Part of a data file
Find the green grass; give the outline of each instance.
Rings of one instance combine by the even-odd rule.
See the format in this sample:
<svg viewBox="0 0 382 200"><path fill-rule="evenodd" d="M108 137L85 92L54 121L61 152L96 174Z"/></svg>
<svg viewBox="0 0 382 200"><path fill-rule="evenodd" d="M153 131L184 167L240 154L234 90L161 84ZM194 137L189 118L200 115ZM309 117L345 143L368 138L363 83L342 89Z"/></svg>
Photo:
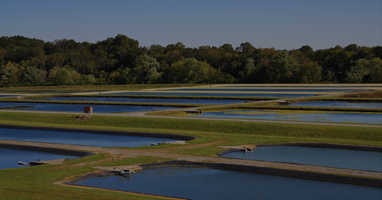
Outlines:
<svg viewBox="0 0 382 200"><path fill-rule="evenodd" d="M115 116L93 116L90 120L86 121L76 121L75 119L75 115L2 112L0 115L0 124L33 124L34 126L48 125L53 127L81 127L88 129L112 127L114 130L116 128L126 131L141 129L150 132L173 130L171 133L182 130L190 132L229 133L231 135L247 134L382 141L382 134L380 134L382 129L378 127L344 127L335 125L283 124L277 122L262 123Z"/></svg>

- **What you are asked to do**:
Please copy out every one of the lines above word for word, but leave the pictures out.

- **Response**:
Find the green grass; give the outline of each instance.
Rings of one instance combine by the even-odd rule.
See the format in this sample:
<svg viewBox="0 0 382 200"><path fill-rule="evenodd" d="M108 137L85 92L54 121L61 152L96 174Z"/></svg>
<svg viewBox="0 0 382 200"><path fill-rule="evenodd" d="M153 131L184 167L240 154L234 90L161 84ZM194 137L189 118L200 115ZM309 117L345 143L368 138L363 83L342 89Z"/></svg>
Photo:
Outlines:
<svg viewBox="0 0 382 200"><path fill-rule="evenodd" d="M115 116L93 116L90 120L86 121L76 121L75 119L75 115L2 112L0 115L0 124L33 124L34 126L48 125L53 127L81 127L88 129L112 127L114 130L116 128L126 131L141 129L150 132L173 130L171 133L182 130L190 132L229 133L231 135L247 134L382 141L382 134L380 134L382 129L378 127L344 127L335 125L283 124L277 122L262 123Z"/></svg>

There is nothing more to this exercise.